◆ PROVIDED TEXT ◆
===============
From Fedora Project Wiki

Data Layers

For the data the layering is slightly different. The data layers are relevant from the users view and the model may help when designing UIs.

  • Layer 0: Source packages
  • Layer 1: Packages
  • Layer 2: Applications
  • Layer 3: Groups
  • Layer 4: Repositories and Products
  • Layer 5: Repository Registry (Does not exist yet)

Layer 2: Applications

Right now "applications" are basically just a sub set of packages that have been selected as "interesting for the user to install". Typically this excludes libraries and development packages (although they are interesting to install for developers) but includes services that might be selected by hand like web servers. In Fedora the optional and default packages in comps groups serves as applications in this sense.

The AppStream project aims for making this layer more rich by actually adding informations to the packages selected.

Layer 3 Groups

There is some confusion in the Fedora/Red Hat world what a group is as the same term and data structure is used for two things:

  1. Categories to put applications in (putting together similar applications)
  2. Creating a entity that can be installed at once providing a larger scale functionality (putting together one of each kind)

For the scope of this layering we will probably still need to divide these two into separate layers.

Layer 4 Repositories

A repository is a set of packages and Layer 3 information that is provided by a single vendor. Typically the repository also contains package meta data in a condensed form to allow easier dependency solving.
===============
◆ SOURCE DATA ◆
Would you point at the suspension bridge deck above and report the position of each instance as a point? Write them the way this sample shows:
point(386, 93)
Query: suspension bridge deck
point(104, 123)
===============
◆ TASKS TO CARRY OUT ◆
1) Write out everything in the Fedora data layers text from "For the data" down to "not exist yet)".
2) Summarize the Fedora data layers text above in two sentences.

◆ RESULTS BY TASK ◆
1)
For the data the layering is slightly different. The data layers are relevant from the users view and the model may help when designing UIs.

  • Layer 0: Source packages
  • Layer 1: Packages
  • Layer 2: Applications
  • Layer 3: Groups
  • Layer 4: Repositories and Products
  • Layer 5: Repository Registry (Does not exist yet)

2) The Fedora Project Wiki page lists six data layers, from source packages up to a repository registry that does not exist yet, and notes that they matter from the user's view and may help in designing UIs. It explains that applications are currently a subset of packages chosen as interesting for users to install, that the term "group" is used both for categories of applications and for entities installable at once that provide larger-scale functionality, and that a repository is a set of packages and Layer 3 information provided by a single vendor.